Without changing anything, transcribe all of the entries.

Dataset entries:
· · ·
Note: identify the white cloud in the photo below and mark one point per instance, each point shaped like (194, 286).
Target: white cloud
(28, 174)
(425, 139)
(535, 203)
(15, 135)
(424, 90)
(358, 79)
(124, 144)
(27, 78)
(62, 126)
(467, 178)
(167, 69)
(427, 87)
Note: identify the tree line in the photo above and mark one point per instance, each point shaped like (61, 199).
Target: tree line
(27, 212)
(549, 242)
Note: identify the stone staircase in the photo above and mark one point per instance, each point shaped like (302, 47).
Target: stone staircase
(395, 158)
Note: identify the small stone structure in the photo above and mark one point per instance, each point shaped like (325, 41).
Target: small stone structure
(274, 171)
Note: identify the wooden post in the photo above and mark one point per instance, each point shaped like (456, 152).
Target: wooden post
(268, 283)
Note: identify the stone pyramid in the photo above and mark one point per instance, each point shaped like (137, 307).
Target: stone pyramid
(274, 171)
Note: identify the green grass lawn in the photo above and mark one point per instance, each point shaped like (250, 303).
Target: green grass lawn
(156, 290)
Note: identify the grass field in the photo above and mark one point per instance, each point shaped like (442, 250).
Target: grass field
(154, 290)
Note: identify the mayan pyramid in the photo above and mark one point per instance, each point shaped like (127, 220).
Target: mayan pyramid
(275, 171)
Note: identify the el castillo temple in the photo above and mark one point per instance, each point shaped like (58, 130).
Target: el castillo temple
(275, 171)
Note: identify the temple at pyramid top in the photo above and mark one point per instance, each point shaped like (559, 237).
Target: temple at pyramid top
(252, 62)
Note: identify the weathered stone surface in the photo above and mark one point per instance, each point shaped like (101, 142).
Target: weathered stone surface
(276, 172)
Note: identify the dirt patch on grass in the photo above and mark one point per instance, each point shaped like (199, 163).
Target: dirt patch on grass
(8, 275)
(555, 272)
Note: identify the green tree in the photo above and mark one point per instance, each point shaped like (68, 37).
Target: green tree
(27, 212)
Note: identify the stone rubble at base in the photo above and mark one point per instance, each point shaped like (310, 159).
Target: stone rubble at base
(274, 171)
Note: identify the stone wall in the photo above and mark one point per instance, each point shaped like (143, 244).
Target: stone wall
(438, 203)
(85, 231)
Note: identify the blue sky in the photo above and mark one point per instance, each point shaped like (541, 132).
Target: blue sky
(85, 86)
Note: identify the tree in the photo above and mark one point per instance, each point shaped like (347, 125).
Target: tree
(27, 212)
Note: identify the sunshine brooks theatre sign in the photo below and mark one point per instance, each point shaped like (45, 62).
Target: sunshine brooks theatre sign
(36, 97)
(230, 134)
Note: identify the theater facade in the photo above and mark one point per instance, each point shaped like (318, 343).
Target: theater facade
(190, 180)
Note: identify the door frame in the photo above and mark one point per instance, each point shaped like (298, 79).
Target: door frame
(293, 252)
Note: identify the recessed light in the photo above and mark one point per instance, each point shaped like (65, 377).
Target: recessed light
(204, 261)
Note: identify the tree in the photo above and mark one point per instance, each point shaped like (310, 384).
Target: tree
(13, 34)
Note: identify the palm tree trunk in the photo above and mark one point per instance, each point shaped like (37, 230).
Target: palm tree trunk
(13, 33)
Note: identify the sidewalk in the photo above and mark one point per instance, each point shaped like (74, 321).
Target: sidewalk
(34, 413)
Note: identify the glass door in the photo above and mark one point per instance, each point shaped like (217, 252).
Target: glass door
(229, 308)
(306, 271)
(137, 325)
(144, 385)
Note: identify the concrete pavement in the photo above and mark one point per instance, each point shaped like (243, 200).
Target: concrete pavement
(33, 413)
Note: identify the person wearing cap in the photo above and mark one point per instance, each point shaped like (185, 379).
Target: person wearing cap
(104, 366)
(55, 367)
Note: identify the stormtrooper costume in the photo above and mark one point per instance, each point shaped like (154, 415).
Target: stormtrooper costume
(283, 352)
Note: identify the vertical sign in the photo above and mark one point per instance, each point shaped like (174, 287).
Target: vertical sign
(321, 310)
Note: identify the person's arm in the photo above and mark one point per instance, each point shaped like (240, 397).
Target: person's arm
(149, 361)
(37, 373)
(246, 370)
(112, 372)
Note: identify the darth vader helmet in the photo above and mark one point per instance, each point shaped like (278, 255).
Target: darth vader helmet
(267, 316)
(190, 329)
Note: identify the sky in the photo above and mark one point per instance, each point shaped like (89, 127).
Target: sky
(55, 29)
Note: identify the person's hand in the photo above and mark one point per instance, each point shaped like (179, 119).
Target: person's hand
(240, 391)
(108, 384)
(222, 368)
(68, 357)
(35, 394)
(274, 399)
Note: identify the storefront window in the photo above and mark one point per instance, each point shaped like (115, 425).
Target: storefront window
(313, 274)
· · ·
*Task answer*:
Note: identify the white cloud in the photo below and mark one point per instance, each point shaped like (194, 286).
Target: white cloud
(28, 174)
(425, 139)
(535, 203)
(15, 135)
(424, 90)
(358, 79)
(124, 144)
(27, 78)
(62, 126)
(467, 178)
(167, 69)
(427, 87)
Note: identify the tree line in the photo above and mark one point per instance, each point shaped like (61, 199).
Target: tree line
(27, 212)
(549, 242)
Note: identify the stone staircase in the photo above and mark one point per instance, each point shaped like (302, 47).
Target: stone staircase
(395, 158)
Note: identify the small stone structure in the photo above and mark one point per instance, each point shaped like (325, 41).
Target: small stone structure
(274, 171)
Note: identify the wooden post in the photo above and mark one point per instance, each point shaped like (456, 152).
Target: wooden post
(268, 283)
Note: identify the stone pyramid in the photo above and mark one point per instance, each point shaped like (137, 307).
Target: stone pyramid
(274, 171)
Note: identify the green grass lawn in the photo above and mark one point per instance, each point shaped like (250, 303).
Target: green grass lawn
(156, 290)
Note: identify the grass field in the photo above and mark one point per instance, each point shaped like (442, 250).
Target: grass field
(154, 290)
Note: identify the mayan pyramid in the photo above and mark one point per instance, each point shaped like (127, 220).
Target: mayan pyramid
(275, 171)
Note: identify the el castillo temple in the photo above and mark one point per instance, each point shaped like (58, 130).
Target: el castillo temple
(275, 171)
Note: identify the temple at pyramid top in the photo above and mark one point per instance, each point shaped like (559, 237).
Target: temple at pyramid top
(252, 62)
Note: identify the weathered stone surface in the photo above and mark one point per instance, each point shaped like (101, 142).
Target: weathered stone surface
(276, 172)
Note: identify the dirt patch on grass in the photo above and mark one point per instance, each point shaped like (199, 163).
Target: dirt patch on grass
(8, 275)
(555, 272)
Note: identify the green tree in the photo above and mark one point per instance, each point shaped like (68, 37).
Target: green tree
(27, 212)
Note: identify the stone rubble at base in the photo above and mark one point per instance, each point shaped like (310, 159).
Target: stone rubble at base
(274, 171)
Note: identify the stone wall in the photo above and mark one point per instance, each point shaped like (143, 244).
Target: stone wall
(438, 203)
(85, 231)
Note: identify the blue sky in the photo above and mark one point per instance, each point shaped like (541, 132).
Target: blue sky
(85, 86)
Note: identify the tree in the photo above and mark one point per instance, each point shaped like (347, 125).
Target: tree
(27, 212)
Note: identify the sunshine brooks theatre sign in the photo below and mark one point per instance, each point shaped like (45, 62).
Target: sunshine brooks theatre sign
(36, 97)
(230, 134)
Note: identify the theater facade in the photo above and mark one point per instance, each point shaped like (318, 343).
Target: theater facade
(190, 180)
Note: identify the door frame in the photo above and mark one point per instance, each point shaped like (298, 79).
Target: door frame
(293, 252)
Note: identify the recessed light in the photo above and mark one point per instance, each point shaped like (65, 377).
Target: recessed light
(204, 261)
Note: identify the tree in the photo above and mark one point per instance, each point shaped like (310, 384).
Target: tree
(13, 34)
Note: identify the palm tree trunk in the photo above and mark one point per instance, each point shaped like (37, 230).
Target: palm tree trunk
(13, 33)
Note: identify the sidewalk in the photo above and mark one point per instance, each point shaped like (74, 321).
Target: sidewalk
(34, 413)
Note: identify the glass door in the photo above and mark one point per instance, each point shaped like (217, 252).
Target: glass door
(229, 308)
(306, 271)
(137, 325)
(144, 385)
Note: identify the concrete pavement in the photo above and mark one point per instance, each point shaped like (243, 200).
Target: concrete pavement
(33, 413)
Note: identify the person wearing cap in the photo above and mark one point per instance, each point shaped like (185, 379).
Target: person wearing cap
(104, 366)
(55, 367)
Note: identify the stormtrooper costume in the photo above and mark one point per instance, each point shaped like (154, 415).
Target: stormtrooper costume
(283, 352)
Note: identify the vertical sign in the photo above and mark one point per instance, each point shaped like (174, 287).
Target: vertical sign
(321, 310)
Note: identify the person's arm in the photo above and mark one point per instance, each point shaped like (240, 397).
Target: person's arm
(149, 361)
(37, 373)
(246, 370)
(112, 372)
Note: identify the darth vader helmet in the photo above and mark one point per instance, each point shaped like (278, 255).
Target: darth vader helmet
(267, 316)
(190, 329)
Note: identify the sky in the photo above and mark one point per instance, each point shaped like (89, 127).
Target: sky
(55, 29)
Note: identify the person's hand in the photo above and mark one point per instance, each point shaped like (179, 119).
Target: person's hand
(240, 391)
(108, 384)
(222, 368)
(68, 357)
(35, 394)
(274, 399)
Note: identify the storefront window in the photo above and mark one point per instance, each point shaped like (115, 425).
Target: storefront window
(313, 274)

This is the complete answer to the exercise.